Problem A
Which historical periods does the passage on the Joash inscription name?
Problem B
According to the passage on the Joash inscription, why does Freedman's case seem plausible only at first?
Problem C
Extend the discussion of the Joash inscription's spelling from the point where it stops.

Reading passage
◆ ◆ ◆ ◆ ◆

I don't see the two cases as comparable, for reasons that unfortunately require me to go into excruciating comparative-Semitic detail. (In what follows I must be more rigorous in transliteration and short vowels are indicated as lower case and long vowels as capitals. If you'd like to read a brief discussion of the orthography of ancient Hebrew and Aramaic, see my article "Orthography" in Schiffman and VanderKam,
Encyclopedia of the Dead Sea Scrolls [Oxford: OUP, 2000], 625-28.) Freedman's case sounds plausible initially only because he cites all the forms without vocalization and he does not give ordered sound changes to get from the Proto-Semitic forms to the forms in the inscriptions. He seems to be floating a general possibility without having a specific route in mind to get to the form in question. I don't think there is one.
As for the Siloam inscription: the vocalized form of
R(HW would have been *
Ri(iHU (with the normal u-vowel before the suffix assimiliated to the
i of the noun, probably under the influence of the gutteral. Cf. BH
RE(EHU). This appears to have collapsed into the form
Ri(iW, which is a reasonable possibility. (It may also be that the word is plural, in which case the orthography would be unremarkable.)
But the geminate
(MW in the "Joash Inscription" would be vocalized as (aMMO (from Proto-Semitic *
(aMMuHu, with the -
uHu suffix collapsing to long
O by the biblical period). In the ninth century this word would have been written
(MH, since final long
O was always written with a
he in this period. I can't figure out any way that *-
uHu could have collapsed in Hebrew to anything that could have been spelled with a
waw in the ninth century B.C.E. The use of
waw to mark final long
O (standard in the Masoretic Text) is very late, Persian period or later. Although our knowledge of ancient orthography is imperfect, we do understand the history of the orthography of official Jerusalem Hebrew pretty well, and it boggles my mind to think that a final long
O could have been written with a
waw in the ninth century.
Conclusion: it looks to me as though the inscription was written by someone who was not thinking in ancient Hebrew (Modern Hebrew seems most likely) and who tried to adjust the vocabulary and orthography to fit the ancient language, but who did not entirely succeed.
Bottom line: if I had to bet, based on the two cases [now three - see below] that Freedman deals with, I would bet the inscription is a forgery.
UPDATE (6 March): I forgot to discuss one more argument that Freedman offers:
The only instance of a possible medial vowel letter in the inscription is the waw in the word lwlm ("staircase," in line 12). It is possible, however, that the original form had a diphthong. (lawlim) or simply a consonant (lewulim).

◆ ◆ ◆ ◆ ◆

(Data from a point labeling set)
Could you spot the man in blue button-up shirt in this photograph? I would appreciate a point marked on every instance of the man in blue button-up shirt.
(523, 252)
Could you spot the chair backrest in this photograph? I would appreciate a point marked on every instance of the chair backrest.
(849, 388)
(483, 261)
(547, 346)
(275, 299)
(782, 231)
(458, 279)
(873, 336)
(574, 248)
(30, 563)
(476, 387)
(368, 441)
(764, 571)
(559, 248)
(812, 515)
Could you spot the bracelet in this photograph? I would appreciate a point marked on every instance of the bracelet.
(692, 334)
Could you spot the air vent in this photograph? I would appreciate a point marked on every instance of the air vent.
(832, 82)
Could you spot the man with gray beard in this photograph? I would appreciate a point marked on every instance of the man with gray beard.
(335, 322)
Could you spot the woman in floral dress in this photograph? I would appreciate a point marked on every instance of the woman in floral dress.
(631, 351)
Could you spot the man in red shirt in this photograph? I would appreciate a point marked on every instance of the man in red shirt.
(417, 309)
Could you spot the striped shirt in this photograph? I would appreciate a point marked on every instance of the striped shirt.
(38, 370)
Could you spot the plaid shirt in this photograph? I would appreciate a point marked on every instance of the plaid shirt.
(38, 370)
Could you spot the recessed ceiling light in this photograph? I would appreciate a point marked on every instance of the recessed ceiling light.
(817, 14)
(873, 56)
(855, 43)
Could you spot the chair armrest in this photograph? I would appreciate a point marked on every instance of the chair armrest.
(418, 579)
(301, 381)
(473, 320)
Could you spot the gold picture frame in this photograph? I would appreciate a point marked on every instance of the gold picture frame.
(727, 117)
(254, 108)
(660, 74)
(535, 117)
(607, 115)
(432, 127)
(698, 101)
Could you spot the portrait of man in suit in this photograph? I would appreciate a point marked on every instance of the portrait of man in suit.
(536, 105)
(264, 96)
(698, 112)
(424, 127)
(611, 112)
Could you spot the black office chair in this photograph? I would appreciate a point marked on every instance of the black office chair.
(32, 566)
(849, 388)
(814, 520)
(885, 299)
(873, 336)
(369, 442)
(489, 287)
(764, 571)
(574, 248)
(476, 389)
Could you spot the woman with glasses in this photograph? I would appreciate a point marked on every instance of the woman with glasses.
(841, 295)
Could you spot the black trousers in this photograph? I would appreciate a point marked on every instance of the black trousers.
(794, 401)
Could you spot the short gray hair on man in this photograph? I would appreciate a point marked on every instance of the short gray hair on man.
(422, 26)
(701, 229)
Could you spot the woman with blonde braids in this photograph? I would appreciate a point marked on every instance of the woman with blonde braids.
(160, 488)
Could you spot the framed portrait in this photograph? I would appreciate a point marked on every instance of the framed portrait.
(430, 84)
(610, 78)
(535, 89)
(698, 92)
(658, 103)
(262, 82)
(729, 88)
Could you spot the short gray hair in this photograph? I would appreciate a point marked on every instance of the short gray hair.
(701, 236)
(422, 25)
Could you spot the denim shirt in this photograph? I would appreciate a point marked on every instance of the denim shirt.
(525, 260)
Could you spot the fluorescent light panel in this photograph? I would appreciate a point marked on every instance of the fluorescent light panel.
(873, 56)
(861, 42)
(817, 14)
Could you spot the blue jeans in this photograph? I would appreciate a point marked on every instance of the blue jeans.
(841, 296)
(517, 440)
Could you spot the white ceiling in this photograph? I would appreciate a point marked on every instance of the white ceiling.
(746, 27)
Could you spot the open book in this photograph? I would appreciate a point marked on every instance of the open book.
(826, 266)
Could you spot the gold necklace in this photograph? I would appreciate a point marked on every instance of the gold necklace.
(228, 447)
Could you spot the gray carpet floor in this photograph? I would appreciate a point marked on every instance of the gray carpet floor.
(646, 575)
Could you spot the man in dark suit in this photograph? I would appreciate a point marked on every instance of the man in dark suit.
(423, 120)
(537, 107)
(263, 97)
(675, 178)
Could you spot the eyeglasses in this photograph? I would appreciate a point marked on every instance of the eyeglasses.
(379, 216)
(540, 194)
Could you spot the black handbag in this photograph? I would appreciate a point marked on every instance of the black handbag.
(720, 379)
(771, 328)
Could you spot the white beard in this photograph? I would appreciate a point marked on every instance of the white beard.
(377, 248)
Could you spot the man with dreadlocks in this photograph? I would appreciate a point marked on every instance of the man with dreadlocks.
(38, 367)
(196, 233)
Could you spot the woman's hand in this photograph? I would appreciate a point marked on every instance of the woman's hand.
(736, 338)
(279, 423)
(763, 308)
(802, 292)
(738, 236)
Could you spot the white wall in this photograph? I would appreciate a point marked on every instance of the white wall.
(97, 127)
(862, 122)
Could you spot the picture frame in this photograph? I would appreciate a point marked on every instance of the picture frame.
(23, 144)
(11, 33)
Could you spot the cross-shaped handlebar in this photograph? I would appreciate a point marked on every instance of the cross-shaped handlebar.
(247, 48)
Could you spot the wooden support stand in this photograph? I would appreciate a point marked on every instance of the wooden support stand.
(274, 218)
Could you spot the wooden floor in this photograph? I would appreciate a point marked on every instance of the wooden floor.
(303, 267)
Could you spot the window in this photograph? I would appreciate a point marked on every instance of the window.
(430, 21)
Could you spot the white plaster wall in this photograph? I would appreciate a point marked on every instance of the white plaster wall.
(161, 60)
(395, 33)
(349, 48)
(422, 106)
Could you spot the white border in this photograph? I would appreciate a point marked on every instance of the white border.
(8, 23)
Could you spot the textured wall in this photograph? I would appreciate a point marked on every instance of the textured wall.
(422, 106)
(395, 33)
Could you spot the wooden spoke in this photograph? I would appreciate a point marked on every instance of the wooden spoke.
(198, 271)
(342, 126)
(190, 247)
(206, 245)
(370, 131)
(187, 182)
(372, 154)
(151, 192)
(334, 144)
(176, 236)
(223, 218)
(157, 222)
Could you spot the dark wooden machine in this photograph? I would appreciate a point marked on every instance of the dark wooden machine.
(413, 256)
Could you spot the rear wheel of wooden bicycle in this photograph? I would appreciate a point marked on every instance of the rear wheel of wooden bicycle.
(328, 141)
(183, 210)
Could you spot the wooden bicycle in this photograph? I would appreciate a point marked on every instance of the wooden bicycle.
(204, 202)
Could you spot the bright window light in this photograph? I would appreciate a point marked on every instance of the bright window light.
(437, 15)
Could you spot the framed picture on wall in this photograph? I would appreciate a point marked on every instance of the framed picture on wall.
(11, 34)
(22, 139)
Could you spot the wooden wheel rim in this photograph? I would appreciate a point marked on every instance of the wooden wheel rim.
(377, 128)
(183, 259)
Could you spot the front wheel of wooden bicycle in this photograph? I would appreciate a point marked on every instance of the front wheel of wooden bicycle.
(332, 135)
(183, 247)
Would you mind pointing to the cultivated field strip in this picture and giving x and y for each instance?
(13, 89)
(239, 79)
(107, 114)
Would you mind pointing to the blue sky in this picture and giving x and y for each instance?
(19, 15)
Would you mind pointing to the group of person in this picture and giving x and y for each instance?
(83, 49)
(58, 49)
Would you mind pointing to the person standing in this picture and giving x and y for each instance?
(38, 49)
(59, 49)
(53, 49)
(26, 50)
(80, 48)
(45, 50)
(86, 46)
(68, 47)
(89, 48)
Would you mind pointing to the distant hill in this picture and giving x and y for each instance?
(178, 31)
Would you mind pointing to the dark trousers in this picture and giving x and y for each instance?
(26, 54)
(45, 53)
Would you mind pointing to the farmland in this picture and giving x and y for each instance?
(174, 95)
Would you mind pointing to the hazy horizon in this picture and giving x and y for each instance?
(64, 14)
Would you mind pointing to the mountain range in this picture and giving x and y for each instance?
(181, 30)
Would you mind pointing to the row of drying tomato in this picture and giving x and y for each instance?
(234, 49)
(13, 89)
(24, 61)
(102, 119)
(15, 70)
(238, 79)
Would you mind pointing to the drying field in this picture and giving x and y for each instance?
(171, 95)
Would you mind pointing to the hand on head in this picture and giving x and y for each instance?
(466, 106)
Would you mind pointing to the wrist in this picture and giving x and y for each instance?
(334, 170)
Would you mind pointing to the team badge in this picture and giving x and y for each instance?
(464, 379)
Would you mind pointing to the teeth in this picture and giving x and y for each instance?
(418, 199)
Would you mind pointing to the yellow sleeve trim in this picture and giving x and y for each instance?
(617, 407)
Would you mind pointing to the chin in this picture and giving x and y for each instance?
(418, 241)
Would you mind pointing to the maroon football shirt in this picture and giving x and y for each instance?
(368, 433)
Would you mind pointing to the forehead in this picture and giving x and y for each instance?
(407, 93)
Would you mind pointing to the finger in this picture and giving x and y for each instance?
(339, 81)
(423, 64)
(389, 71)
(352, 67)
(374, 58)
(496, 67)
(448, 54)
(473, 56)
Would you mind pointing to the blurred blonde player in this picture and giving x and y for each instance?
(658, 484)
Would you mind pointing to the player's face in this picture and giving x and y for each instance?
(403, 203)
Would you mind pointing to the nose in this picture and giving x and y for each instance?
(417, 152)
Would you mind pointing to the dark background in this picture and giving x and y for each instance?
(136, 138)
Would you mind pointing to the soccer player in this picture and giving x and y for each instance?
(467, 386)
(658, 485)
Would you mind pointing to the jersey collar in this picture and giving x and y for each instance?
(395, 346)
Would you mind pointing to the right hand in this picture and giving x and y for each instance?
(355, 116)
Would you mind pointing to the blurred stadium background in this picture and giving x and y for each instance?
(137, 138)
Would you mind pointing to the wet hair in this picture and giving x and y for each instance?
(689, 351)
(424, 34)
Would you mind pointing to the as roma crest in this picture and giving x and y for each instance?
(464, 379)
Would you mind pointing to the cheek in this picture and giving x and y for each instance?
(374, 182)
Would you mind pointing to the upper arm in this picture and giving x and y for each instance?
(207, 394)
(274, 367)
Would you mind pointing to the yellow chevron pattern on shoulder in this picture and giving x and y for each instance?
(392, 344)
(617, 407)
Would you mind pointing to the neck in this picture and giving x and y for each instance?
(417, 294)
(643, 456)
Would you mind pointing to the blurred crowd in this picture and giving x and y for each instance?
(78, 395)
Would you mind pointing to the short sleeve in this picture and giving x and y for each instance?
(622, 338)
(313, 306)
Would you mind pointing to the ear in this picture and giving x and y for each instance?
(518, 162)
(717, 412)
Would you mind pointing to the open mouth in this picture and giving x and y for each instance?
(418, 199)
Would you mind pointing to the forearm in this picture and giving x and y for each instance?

◆ ◆ ◆ ◆ ◆

Right answer A
The biblical period, the ninth century B.C.E., and the Persian period.

Right answer B
It sounds plausible initially only because Freedman cites all the forms without vocalization. He also gives no ordered sound changes leading from the Proto-Semitic forms to the forms in the inscriptions.

Right answer C
The issue here is that medial or internal vowel letters are generally agreed to have been introduced into Judahite Hebrew spelling much later than the ninth century. The earliest certain case I know of is the form
)RWR, "cursed be," in the Siloam Tomb inscription (c. 700 B.C.E., although the place name
ZYP may be another example from sometime in the eighth century. Thus
waw to indicate long
U seems to be an anachronism in this inscription.
Freedman posits two explanations. The first is that the original form had the diphthong -
aw, in which case the
waw would have been written as in the inscription. The problem with this idea is that the biblical Hebrew form for this word is LUL , with a long
U. (I know of no cognates in other Semitic languages.) If the original form was a diphthong, the form should be
LOL, with a long
O. Hebrew long
U comes from Proto-Semitic long
U, not from a diphthong. The first explanation does not work.
His second explanation is that the
waw was a consonant, and he suggests the form *
lewulim. I'm not sure what to make of this form; it just doesn't look possible to me. There was no long or short
e vowel in Proto-Semitic and I don't see how to get to one in this sort of environment in the Hebrew of the ninth century. In any case this looks like a triphthong, which is a very unstable form and which had collapsed to long
E or long
U in proto-Hebrew. Perhaps he has in mind the
waw being doubled: *
lawwalim or the like. This is possible. The problem is that you can't get from a doubled
waw in this form to the long
U in the biblical Hebrew form
LUL. Doubled
waw doesn't turn into long
U. This explanation doesn't work either.
If one wants to save the form
LWLM, the best approach would be to point to the Aramaic Tel Fakhariyah inscription from Syria, which dates to the ninth century or earlier and which has numerous medial vowel letters, especially in names and loanwords. One could then say that we don't know all that much about the development of the system of vowel letters and that it is not in principle impossible that we could find an internal vowel letter in an ninth century Judean inscription. I can't argue with this, but it's an
obscurum per obscurius explanation, which makes me nervous. It makes me even more nervous that the word
LUL means stairway in Modern Hebrew and is spelled with the
waw. We already have reason to suspect a forger thinking in Modern Hebrew and this does nothing to allay our fears.
Bottom line: as above.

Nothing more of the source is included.